(Stated problem):
Can the data below be echoed back word for word?

>> Start Given information

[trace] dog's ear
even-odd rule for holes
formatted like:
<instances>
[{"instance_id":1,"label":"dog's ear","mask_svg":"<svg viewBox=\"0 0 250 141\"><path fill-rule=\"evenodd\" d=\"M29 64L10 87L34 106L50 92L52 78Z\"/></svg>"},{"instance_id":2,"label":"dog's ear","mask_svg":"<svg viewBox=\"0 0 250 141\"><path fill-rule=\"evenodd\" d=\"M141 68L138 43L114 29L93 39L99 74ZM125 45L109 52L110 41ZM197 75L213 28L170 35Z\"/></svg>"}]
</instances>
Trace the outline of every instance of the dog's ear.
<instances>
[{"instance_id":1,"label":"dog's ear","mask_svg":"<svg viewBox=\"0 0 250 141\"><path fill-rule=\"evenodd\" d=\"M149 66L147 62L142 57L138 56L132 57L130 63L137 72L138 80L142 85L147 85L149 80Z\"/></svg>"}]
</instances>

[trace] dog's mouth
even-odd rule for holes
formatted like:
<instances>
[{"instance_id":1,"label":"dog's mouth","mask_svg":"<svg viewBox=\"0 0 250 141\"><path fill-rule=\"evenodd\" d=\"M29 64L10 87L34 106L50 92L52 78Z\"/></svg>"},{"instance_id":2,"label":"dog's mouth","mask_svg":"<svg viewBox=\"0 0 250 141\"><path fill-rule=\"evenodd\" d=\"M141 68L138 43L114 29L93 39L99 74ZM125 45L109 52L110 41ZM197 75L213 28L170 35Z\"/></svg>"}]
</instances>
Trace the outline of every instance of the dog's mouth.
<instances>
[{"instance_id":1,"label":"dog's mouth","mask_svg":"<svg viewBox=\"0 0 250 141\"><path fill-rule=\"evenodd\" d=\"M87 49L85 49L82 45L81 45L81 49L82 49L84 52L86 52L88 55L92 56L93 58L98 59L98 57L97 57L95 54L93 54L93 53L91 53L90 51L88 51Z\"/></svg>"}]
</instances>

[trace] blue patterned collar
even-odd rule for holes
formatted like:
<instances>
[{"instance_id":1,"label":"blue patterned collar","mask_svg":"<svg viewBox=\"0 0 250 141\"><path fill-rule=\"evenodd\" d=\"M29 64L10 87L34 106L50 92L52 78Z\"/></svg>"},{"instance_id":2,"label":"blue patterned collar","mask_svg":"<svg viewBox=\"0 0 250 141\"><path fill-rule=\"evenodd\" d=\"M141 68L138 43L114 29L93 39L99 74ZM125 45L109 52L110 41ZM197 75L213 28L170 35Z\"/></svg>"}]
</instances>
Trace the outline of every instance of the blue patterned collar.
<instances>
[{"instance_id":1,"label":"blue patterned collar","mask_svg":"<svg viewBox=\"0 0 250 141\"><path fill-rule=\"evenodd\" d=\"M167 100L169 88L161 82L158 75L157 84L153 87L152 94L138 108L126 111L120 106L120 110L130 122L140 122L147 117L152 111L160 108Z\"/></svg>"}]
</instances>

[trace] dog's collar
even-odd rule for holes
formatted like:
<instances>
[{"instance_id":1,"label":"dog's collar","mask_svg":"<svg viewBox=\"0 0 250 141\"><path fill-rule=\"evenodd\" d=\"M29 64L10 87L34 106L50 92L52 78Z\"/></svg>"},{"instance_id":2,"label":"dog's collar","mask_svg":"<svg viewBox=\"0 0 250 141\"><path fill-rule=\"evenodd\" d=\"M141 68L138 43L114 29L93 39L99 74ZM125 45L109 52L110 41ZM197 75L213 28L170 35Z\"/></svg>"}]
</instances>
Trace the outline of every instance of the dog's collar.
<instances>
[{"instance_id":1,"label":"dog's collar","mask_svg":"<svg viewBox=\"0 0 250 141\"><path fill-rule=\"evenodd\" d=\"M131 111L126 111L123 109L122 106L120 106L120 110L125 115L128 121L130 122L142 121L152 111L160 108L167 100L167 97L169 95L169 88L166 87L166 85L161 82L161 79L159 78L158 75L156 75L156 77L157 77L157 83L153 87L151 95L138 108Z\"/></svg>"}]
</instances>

>> End Given information

(The completed task):
[trace] dog's ear
even-odd rule for holes
formatted like:
<instances>
[{"instance_id":1,"label":"dog's ear","mask_svg":"<svg viewBox=\"0 0 250 141\"><path fill-rule=\"evenodd\" d=\"M29 64L10 87L34 106L50 92L52 78Z\"/></svg>"},{"instance_id":2,"label":"dog's ear","mask_svg":"<svg viewBox=\"0 0 250 141\"><path fill-rule=\"evenodd\" d=\"M141 68L138 43L114 29L93 39L99 74ZM125 45L109 52L110 41ZM197 75L213 28L170 35Z\"/></svg>"}]
</instances>
Trace the outline of every instance of the dog's ear.
<instances>
[{"instance_id":1,"label":"dog's ear","mask_svg":"<svg viewBox=\"0 0 250 141\"><path fill-rule=\"evenodd\" d=\"M149 66L147 62L142 57L138 56L132 57L130 63L137 72L138 80L142 85L147 85L149 80Z\"/></svg>"}]
</instances>

[trace] dog's mouth
even-odd rule for holes
formatted like:
<instances>
[{"instance_id":1,"label":"dog's mouth","mask_svg":"<svg viewBox=\"0 0 250 141\"><path fill-rule=\"evenodd\" d=\"M29 64L10 87L34 106L50 92L52 78Z\"/></svg>"},{"instance_id":2,"label":"dog's mouth","mask_svg":"<svg viewBox=\"0 0 250 141\"><path fill-rule=\"evenodd\" d=\"M141 68L138 43L114 29L93 39L99 74ZM125 45L109 52L110 41ZM197 75L213 28L170 35Z\"/></svg>"}]
</instances>
Trace the outline of every instance of the dog's mouth.
<instances>
[{"instance_id":1,"label":"dog's mouth","mask_svg":"<svg viewBox=\"0 0 250 141\"><path fill-rule=\"evenodd\" d=\"M87 49L85 49L82 45L81 45L81 49L82 49L84 52L86 52L88 55L92 56L93 58L98 59L98 57L97 57L95 54L93 54L93 53L91 53L90 51L88 51Z\"/></svg>"}]
</instances>

[trace] blue patterned collar
even-odd rule for holes
formatted like:
<instances>
[{"instance_id":1,"label":"blue patterned collar","mask_svg":"<svg viewBox=\"0 0 250 141\"><path fill-rule=\"evenodd\" d=\"M29 64L10 87L34 106L50 92L52 78Z\"/></svg>"},{"instance_id":2,"label":"blue patterned collar","mask_svg":"<svg viewBox=\"0 0 250 141\"><path fill-rule=\"evenodd\" d=\"M141 68L138 43L114 29L93 39L99 74ZM125 45L109 52L110 41ZM197 75L213 28L170 35Z\"/></svg>"}]
</instances>
Trace the outline of every instance of the blue patterned collar.
<instances>
[{"instance_id":1,"label":"blue patterned collar","mask_svg":"<svg viewBox=\"0 0 250 141\"><path fill-rule=\"evenodd\" d=\"M167 100L169 88L161 82L158 75L157 84L153 87L152 94L138 108L126 111L120 106L120 110L130 122L140 122L147 117L152 111L160 108Z\"/></svg>"}]
</instances>

[trace] dog's collar
even-odd rule for holes
formatted like:
<instances>
[{"instance_id":1,"label":"dog's collar","mask_svg":"<svg viewBox=\"0 0 250 141\"><path fill-rule=\"evenodd\" d=\"M29 64L10 87L34 106L50 92L52 78Z\"/></svg>"},{"instance_id":2,"label":"dog's collar","mask_svg":"<svg viewBox=\"0 0 250 141\"><path fill-rule=\"evenodd\" d=\"M141 68L138 43L114 29L93 39L99 74ZM125 45L109 52L110 41ZM197 75L213 28L170 35Z\"/></svg>"}]
</instances>
Trace the outline of every instance of the dog's collar.
<instances>
[{"instance_id":1,"label":"dog's collar","mask_svg":"<svg viewBox=\"0 0 250 141\"><path fill-rule=\"evenodd\" d=\"M131 111L126 111L123 109L122 106L120 106L120 110L125 115L128 121L130 122L142 121L152 111L160 108L167 100L167 97L169 95L169 88L166 87L166 85L161 82L161 79L159 78L158 75L156 75L156 77L157 77L157 83L153 87L151 95L138 108Z\"/></svg>"}]
</instances>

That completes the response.